> YOUR GOAL: Copy out the data below with "traffic monitoring" swapped for "winter recreation" wherever it occurs, keeping every other line the same and leaving the pictures out.

> Stored entries:

<<<<

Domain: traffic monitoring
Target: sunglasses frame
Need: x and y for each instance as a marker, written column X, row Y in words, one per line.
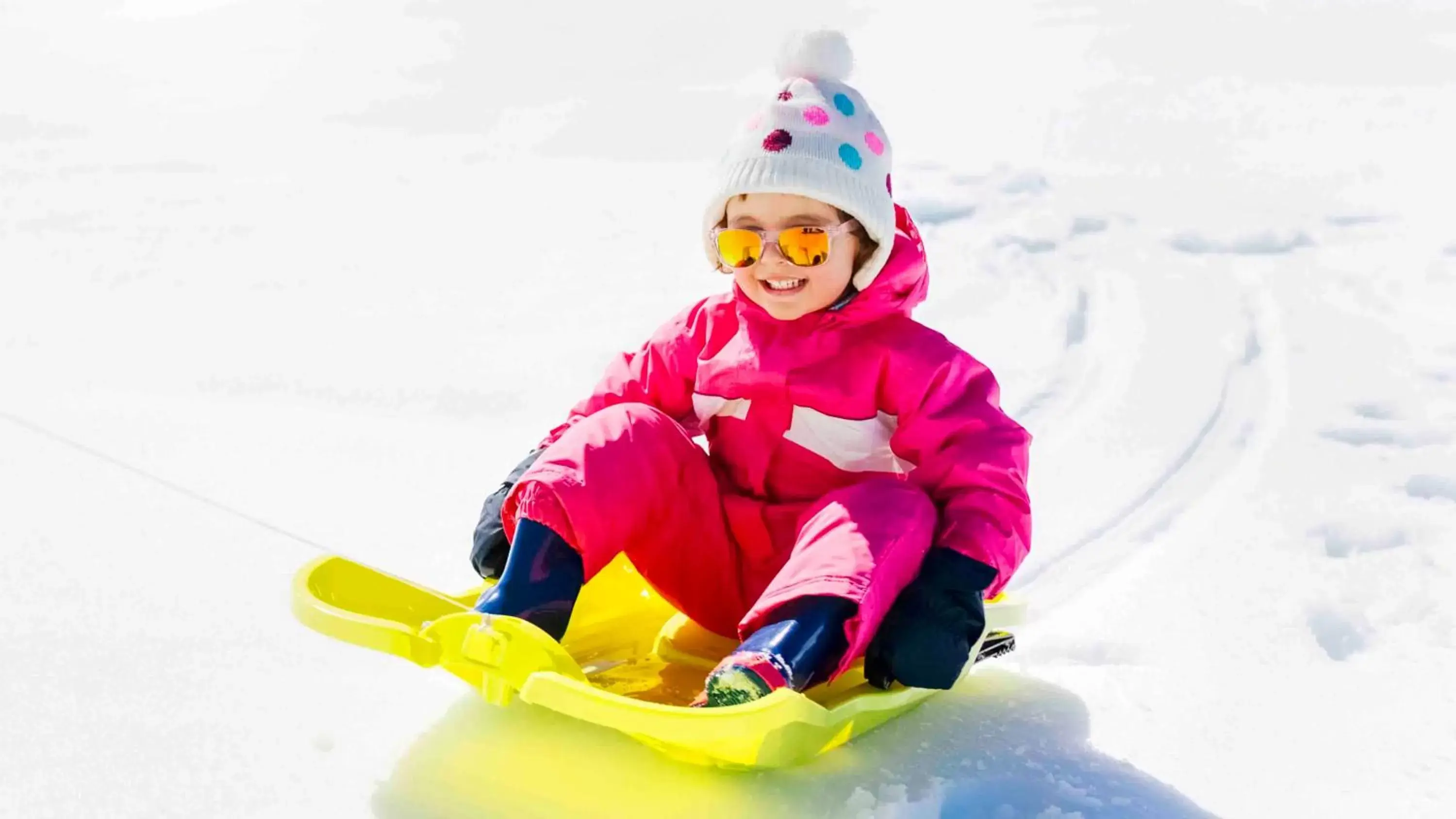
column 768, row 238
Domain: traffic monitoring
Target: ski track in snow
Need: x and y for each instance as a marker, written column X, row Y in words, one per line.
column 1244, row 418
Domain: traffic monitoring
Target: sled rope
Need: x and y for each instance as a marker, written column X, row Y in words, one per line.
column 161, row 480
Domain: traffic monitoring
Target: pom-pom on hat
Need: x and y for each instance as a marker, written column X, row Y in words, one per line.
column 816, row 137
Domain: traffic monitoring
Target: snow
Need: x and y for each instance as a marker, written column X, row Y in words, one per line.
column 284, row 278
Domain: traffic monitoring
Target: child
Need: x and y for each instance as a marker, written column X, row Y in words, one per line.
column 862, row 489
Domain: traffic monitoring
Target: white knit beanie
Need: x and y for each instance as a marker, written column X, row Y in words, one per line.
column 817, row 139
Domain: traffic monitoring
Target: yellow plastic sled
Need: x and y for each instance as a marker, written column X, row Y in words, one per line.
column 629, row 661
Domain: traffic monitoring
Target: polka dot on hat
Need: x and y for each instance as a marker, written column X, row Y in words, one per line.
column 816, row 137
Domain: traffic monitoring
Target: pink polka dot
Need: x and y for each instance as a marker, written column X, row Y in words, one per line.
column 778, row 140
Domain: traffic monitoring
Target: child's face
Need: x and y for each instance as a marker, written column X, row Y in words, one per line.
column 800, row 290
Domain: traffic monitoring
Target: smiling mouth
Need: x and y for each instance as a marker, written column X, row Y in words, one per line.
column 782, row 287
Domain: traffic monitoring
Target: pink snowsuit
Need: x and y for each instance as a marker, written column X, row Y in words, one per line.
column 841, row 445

>>>>

> COMPLETE OUTPUT:
Domain: winter recreation
Target: sunglasses frame
Need: x and y for each instance as a marker, written column X, row Y in words, one per line.
column 768, row 238
Domain: winter recreation
Target: ski track in snow
Need: x and y for each instance as a marker, written column X, row Y in words, one per line.
column 1244, row 418
Domain: winter recreation
Target: sled rope
Need: x and y for each instance as a marker, written column X, row Y in words, one per line.
column 161, row 480
Domain: winter recreation
Target: pom-pom on hat
Need: x and y for each instance as a marker, written column X, row Y in words, one per line.
column 816, row 137
Domain: winter recreation
Target: snow
Need: x and y for each instance as a marker, written column X, row Y in words, one per line.
column 284, row 278
Domain: winter recreation
Target: child
Need: x and y for each instance as a marker, written column X, row Y in words, one per line.
column 862, row 489
Domain: winter recreation
Target: white knit beanie
Need: x and y for each instance as a marker, written column X, row Y in words, one per line.
column 817, row 139
Domain: winter recreation
Target: yellow plastic sled
Need: x and y for each instance as a marker, written column X, row Y in words, one per line.
column 629, row 661
Domain: winter recreation
Target: polka dot on hat
Need: x and y for each instance as a marker, written column X, row Y in words, one per line.
column 816, row 137
Domain: winter recreation
Target: pink polka dot
Need: x and y for each instance as a marker, written column X, row Y in words, one per line.
column 778, row 140
Domain: winter recreation
Target: child's face
Need: x and y for each instance as a marker, written column X, row Y in words, one per line.
column 800, row 290
Domain: winter recreation
Target: smiling mouth
Need: x and y for each instance as a marker, written column X, row Y in words, one per line.
column 782, row 287
Domain: winter recreation
Target: pink snowsuit
Need: x and y for each instance as a marker, written column X, row Y in words, one per line.
column 841, row 445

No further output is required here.